### TASK DESCRIPTION:
Rewrite all of the material below as a JSON list of strings, one string per line, leaving out any blank lines.

[BEGIN RECORDS SUPPLIED]

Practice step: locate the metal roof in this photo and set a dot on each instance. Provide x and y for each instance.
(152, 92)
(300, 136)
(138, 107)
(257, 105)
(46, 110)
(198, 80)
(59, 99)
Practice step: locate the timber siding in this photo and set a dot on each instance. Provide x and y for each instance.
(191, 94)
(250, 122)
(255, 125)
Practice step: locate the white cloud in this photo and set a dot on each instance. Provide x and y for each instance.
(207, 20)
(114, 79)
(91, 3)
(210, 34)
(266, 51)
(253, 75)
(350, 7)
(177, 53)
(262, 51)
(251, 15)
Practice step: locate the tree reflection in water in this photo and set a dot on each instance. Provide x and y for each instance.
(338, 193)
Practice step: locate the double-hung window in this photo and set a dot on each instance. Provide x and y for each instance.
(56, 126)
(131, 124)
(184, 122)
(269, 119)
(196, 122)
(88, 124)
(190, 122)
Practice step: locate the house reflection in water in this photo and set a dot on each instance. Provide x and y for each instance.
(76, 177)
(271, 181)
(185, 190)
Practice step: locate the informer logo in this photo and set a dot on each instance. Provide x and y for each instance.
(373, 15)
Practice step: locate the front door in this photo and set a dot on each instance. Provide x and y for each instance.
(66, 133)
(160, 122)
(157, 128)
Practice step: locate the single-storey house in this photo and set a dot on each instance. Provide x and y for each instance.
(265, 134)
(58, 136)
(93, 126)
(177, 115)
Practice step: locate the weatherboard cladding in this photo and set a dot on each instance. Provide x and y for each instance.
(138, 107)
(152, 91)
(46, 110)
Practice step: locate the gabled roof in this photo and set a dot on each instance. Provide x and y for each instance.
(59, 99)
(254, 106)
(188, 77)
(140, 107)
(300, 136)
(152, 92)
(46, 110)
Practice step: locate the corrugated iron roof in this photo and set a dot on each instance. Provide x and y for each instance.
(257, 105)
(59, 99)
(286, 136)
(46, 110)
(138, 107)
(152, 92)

[END RECORDS SUPPLIED]

### RESPONSE:
[
  "Practice step: locate the metal roof in this photo and set a dot on each instance. Provide x and y for each instance.",
  "(152, 92)",
  "(300, 136)",
  "(138, 107)",
  "(257, 105)",
  "(46, 110)",
  "(198, 80)",
  "(59, 99)",
  "Practice step: locate the timber siding in this photo and set a dot on each instance. Provide x and y for each instance.",
  "(191, 94)",
  "(250, 122)",
  "(255, 125)",
  "Practice step: locate the white cloud in this photo and set a dot on each instance. Provide x and y for each instance.",
  "(207, 20)",
  "(114, 79)",
  "(91, 3)",
  "(210, 34)",
  "(266, 51)",
  "(253, 75)",
  "(350, 7)",
  "(177, 53)",
  "(262, 51)",
  "(251, 15)",
  "Practice step: locate the tree reflection in water in this photo and set a dot on each instance. Provide x and y for each instance.",
  "(338, 193)",
  "Practice step: locate the double-hung window in this photo and set a dot on each instance. Provide x and y for each instance.",
  "(56, 126)",
  "(131, 124)",
  "(184, 122)",
  "(269, 119)",
  "(196, 122)",
  "(88, 124)",
  "(190, 122)",
  "Practice step: locate the house reflection in water in this photo and set a dot on each instance. Provide x and y for each instance.",
  "(76, 177)",
  "(271, 181)",
  "(185, 190)",
  "Practice step: locate the informer logo in this photo and set a dot on each instance. Provide x and y for each instance.",
  "(373, 15)",
  "Practice step: locate the front door in this photo and set a dot on each instance. Provide x and y for each instance.",
  "(66, 133)",
  "(160, 122)",
  "(157, 128)",
  "Practice step: locate the single-storey house in this photo and set a dot on each instance. Provide x and y for each instance.",
  "(265, 134)",
  "(58, 136)",
  "(93, 126)",
  "(177, 115)",
  "Practice step: locate the weatherboard cladding in this photo and set a dot on each instance. Provide x and y for each instance.",
  "(138, 107)",
  "(152, 91)",
  "(46, 110)",
  "Practice step: locate the gabled roof in this photo and set a dot on each instance. Provide x and y for each instance.",
  "(59, 99)",
  "(254, 106)",
  "(188, 77)",
  "(140, 107)",
  "(300, 136)",
  "(152, 92)",
  "(46, 110)",
  "Practice step: locate the corrugated iron roof in this photo and set a dot on each instance. Provide x and y for each instance.",
  "(257, 105)",
  "(59, 99)",
  "(286, 136)",
  "(46, 110)",
  "(138, 107)",
  "(152, 92)"
]